Die Estin ist es derzeit, die den strengen Ton um das Agieren gegen Russland vorgibt. „Komme nicht her, ich schieße. Denke gar nicht daran, herzukommen“: Mit diesen Worten und dieser Einstellung, so Kallas ein Tag zuvor in London, solle der Westen mit Russland umgehen. Die studierte Juristin fordert immer wieder, dass die Ukraine den Krieg gewinnen, der Westen sie dabei maximal unterstützen müsse. Wladimir Putin solle als Kriegsverbrecher verurteilt werden, ein Dialog mit ihm sei sinnlos.
Dies vertrat sie auch während des vergangenen EU-Gipfels vehement. Eine Spitze gegen den vielfachen Kremltelefonierer und französischen Staatspräsidenten Emmanuel Macron.
„Die eiserne Lady des Baltikums“ wird sie darum gerne genannt. Und wie einst Margret Thatcher sorgt sie sich derzeit darum, dass der Westen nicht zu weich gegenüber dem Kreml werde.
Gründe für diese Linie liegen in ihrer Familiengeschichte – die Mutter musste nach dem Krieg als sechs Monate altes Kind von „Klassenfeinden“ die Deportation nach Sibirien überstehen. In der Familie liegt auch die Neigung zur Politik. Seit 2018 leitet sie die liberale „Estnische Reformpartei“. Diese wurde 1994 von ihrem Vater Siim Kallas gegründet, der 2002 bis 2003 als Regierungschef wirkte.
══════════
Schriftliche Aufgabe A: Wer hat laut dem Textauszug die Estnische Reformpartei gegründet, und in welchem Jahr?
══════════
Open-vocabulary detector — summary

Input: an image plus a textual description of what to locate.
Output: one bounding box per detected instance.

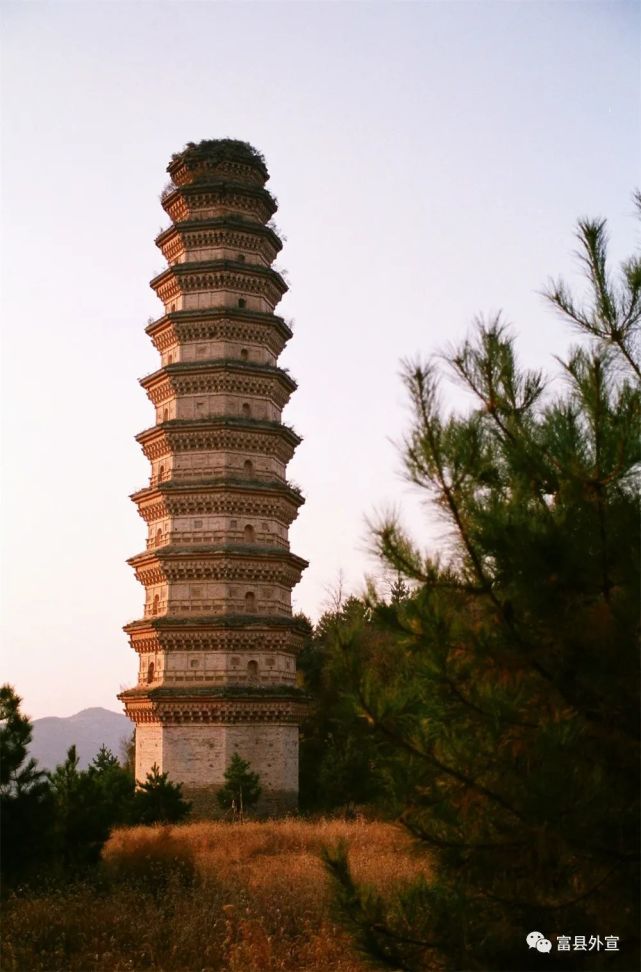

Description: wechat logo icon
[525,932,552,952]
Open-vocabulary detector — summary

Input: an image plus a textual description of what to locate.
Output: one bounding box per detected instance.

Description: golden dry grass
[2,819,427,972]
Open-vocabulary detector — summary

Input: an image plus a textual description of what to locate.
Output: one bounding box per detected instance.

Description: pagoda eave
[138,358,298,394]
[129,478,305,509]
[127,543,309,573]
[154,215,283,253]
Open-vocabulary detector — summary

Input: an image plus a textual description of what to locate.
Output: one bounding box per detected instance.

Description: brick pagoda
[119,139,306,812]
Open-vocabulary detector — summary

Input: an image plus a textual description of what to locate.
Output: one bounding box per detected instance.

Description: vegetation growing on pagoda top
[169,138,265,166]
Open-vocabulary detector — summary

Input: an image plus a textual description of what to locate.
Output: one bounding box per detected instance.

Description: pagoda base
[136,721,298,817]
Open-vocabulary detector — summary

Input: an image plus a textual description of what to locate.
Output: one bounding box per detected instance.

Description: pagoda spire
[119,139,307,813]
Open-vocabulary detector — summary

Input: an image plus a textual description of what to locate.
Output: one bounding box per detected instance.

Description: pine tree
[87,745,135,830]
[330,209,641,972]
[49,746,116,870]
[217,753,261,817]
[298,596,383,812]
[132,763,191,824]
[0,685,53,882]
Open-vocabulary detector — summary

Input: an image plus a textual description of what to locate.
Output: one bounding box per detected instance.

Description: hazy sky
[0,0,641,717]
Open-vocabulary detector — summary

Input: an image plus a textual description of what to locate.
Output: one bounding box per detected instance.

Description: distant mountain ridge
[29,707,134,770]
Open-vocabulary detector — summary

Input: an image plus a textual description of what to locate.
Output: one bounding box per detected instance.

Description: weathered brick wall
[136,725,298,816]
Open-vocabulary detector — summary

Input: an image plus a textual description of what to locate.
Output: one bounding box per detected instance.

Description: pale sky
[0,0,641,718]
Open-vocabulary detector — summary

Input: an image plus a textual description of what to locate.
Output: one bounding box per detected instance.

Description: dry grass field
[2,819,427,972]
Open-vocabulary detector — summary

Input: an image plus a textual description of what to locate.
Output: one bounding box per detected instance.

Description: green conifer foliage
[0,685,52,883]
[132,763,191,824]
[217,753,261,816]
[330,209,641,972]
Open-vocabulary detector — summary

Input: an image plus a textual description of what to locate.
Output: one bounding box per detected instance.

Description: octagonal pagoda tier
[119,139,307,812]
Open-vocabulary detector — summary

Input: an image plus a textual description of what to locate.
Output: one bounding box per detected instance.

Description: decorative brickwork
[119,140,307,815]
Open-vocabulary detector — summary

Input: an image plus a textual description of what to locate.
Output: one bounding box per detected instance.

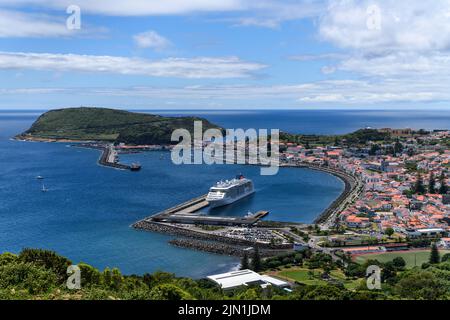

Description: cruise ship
[206,175,255,208]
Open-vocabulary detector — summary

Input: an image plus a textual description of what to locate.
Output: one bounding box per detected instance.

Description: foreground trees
[0,248,450,300]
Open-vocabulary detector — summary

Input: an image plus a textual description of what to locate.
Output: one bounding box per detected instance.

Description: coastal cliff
[16,107,221,144]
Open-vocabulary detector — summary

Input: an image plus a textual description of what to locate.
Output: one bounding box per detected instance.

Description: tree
[241,251,249,270]
[384,228,395,238]
[392,257,406,269]
[430,243,441,264]
[441,253,450,262]
[439,171,448,194]
[394,140,403,155]
[428,172,436,194]
[251,246,261,272]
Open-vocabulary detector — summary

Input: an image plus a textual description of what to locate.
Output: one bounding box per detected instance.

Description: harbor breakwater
[284,163,364,224]
[169,238,292,257]
[132,220,293,256]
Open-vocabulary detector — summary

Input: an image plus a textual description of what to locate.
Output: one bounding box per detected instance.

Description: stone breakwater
[169,238,290,257]
[132,220,292,250]
[285,163,364,224]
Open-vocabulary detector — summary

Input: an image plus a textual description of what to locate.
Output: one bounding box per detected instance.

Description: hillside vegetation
[0,249,450,300]
[17,107,219,144]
══════════
Schriftliche Aufgabe B: Extrahiere aus der Auflistung unverändert alles vom Anfang bis einschließlich der Zeile, die „[525,932,552,952]“ enthält. Lass die Bilder dabei weg.

Vollständige Antwort A: Ihr Vater Siim Kallas gründete sie 1994.

Vollständige Antwort B:
Open-vocabulary detector — summary

Input: an image plus a textual description of what to locate.
Output: one bounding box per detected instance.


Description: wechat logo icon
[525,932,552,952]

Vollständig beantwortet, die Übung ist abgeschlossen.